## Exercise requirements
Reproduce the listing word for word, leaving every picture behind.

## Extracted material
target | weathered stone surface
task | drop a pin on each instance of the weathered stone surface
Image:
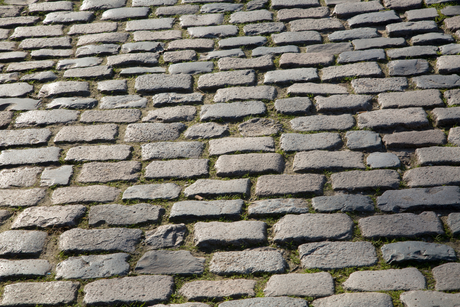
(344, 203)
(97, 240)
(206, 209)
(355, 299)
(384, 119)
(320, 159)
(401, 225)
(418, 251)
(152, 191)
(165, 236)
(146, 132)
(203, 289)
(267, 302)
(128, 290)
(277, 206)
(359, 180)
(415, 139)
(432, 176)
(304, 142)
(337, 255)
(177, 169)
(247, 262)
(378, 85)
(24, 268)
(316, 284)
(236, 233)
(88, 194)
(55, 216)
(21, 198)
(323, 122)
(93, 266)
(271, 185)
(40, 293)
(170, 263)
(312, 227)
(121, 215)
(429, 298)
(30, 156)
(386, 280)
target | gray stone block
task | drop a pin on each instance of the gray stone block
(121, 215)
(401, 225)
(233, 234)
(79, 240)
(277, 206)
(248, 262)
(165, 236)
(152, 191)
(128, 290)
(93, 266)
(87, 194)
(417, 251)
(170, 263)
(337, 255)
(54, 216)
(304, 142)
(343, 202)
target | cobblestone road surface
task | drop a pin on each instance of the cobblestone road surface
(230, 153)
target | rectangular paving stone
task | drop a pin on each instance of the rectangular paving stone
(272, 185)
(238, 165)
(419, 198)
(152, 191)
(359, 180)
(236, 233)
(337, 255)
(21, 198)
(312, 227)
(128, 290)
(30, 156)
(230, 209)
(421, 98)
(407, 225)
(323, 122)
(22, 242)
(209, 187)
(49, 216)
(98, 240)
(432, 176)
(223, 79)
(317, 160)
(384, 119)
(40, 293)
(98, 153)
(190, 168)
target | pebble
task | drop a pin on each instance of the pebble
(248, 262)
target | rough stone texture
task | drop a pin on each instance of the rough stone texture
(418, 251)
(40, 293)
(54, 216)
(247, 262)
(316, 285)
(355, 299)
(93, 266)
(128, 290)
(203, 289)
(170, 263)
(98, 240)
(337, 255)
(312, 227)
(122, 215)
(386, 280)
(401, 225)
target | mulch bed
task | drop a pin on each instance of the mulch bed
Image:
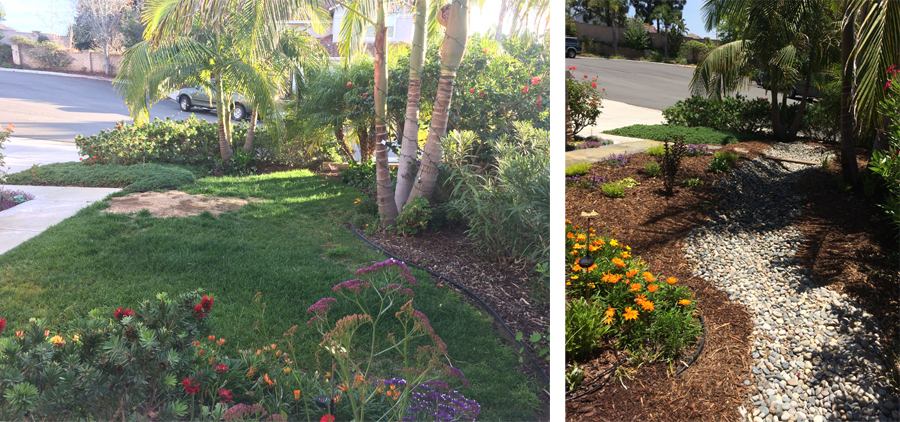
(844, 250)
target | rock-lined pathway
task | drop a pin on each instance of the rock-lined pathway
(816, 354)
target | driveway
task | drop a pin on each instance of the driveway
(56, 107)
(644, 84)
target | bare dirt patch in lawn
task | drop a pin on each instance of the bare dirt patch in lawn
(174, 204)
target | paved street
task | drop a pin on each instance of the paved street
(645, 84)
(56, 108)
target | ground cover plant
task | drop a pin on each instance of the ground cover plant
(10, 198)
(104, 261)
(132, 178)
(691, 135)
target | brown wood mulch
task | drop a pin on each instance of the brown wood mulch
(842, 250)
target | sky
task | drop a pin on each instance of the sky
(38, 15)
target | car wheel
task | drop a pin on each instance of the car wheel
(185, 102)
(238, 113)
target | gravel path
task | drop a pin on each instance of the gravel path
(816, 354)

## The solution
target | weathered stone surface
task | drop a pin on each instance of the weathered stone surface
Image:
(344, 203)
(97, 240)
(206, 209)
(355, 299)
(384, 119)
(320, 159)
(401, 225)
(418, 251)
(152, 191)
(165, 236)
(146, 132)
(203, 289)
(267, 302)
(128, 290)
(277, 206)
(359, 180)
(415, 139)
(432, 176)
(304, 142)
(337, 255)
(177, 169)
(247, 262)
(378, 85)
(24, 268)
(316, 284)
(236, 233)
(88, 194)
(55, 216)
(21, 198)
(323, 122)
(93, 266)
(271, 185)
(40, 293)
(170, 263)
(312, 227)
(121, 215)
(429, 298)
(30, 156)
(386, 280)
target | gray stone block
task | drop a pin on each instance of the gray stone block
(121, 215)
(401, 225)
(233, 234)
(79, 240)
(277, 206)
(248, 262)
(165, 236)
(152, 191)
(128, 290)
(93, 266)
(87, 194)
(417, 251)
(170, 263)
(337, 255)
(54, 216)
(304, 142)
(343, 202)
target | cobblestone road surface
task | drop a pin on each instance of the cobblestone road surface
(230, 153)
target | rectangular paving stone
task | drop a pin on each instance of the rectangular paving stone
(272, 185)
(238, 165)
(419, 198)
(152, 191)
(359, 180)
(236, 233)
(337, 255)
(21, 198)
(312, 227)
(128, 290)
(30, 156)
(230, 209)
(421, 98)
(407, 225)
(323, 122)
(22, 242)
(209, 187)
(49, 216)
(98, 240)
(432, 176)
(223, 79)
(317, 160)
(384, 119)
(40, 293)
(98, 153)
(190, 168)
target | pebble
task | drop a pin on each instance of the pebble
(248, 262)
target | rough stone texture
task | drop a pin on each instance of the rough stone texture
(418, 251)
(40, 293)
(54, 216)
(247, 262)
(316, 285)
(355, 299)
(93, 266)
(128, 290)
(203, 289)
(170, 263)
(98, 240)
(337, 255)
(312, 227)
(122, 215)
(386, 280)
(401, 225)
target | mulch bed
task | drop a pin on each instance of the mulch bed
Image:
(844, 250)
target | rock-lined pathway
task | drop a pin on each instance of the rock-lined pathway
(816, 354)
target | driveway
task | drop a pin on each instance of the driveway
(56, 107)
(644, 84)
target | bare dirt patch in lawn
task | drop a pin on each instance of the bare dirt patch in lawn
(174, 204)
target | paved street
task | drop a pin on each instance of the paved street
(645, 84)
(56, 108)
target | ground cover plant
task | drop a pin on each instance of the ground cover plant
(10, 198)
(104, 261)
(132, 178)
(691, 135)
target | brown wood mulch
task | drop a pin on each instance of the brown wood mulch
(842, 250)
target | sky
task | drop a pin on each instance of the sky
(38, 15)
target | car wheel
task | drop a pin on each instance of the car wheel
(185, 102)
(238, 113)
target | gravel path
task | drop a pin on each instance of the gravel path
(816, 354)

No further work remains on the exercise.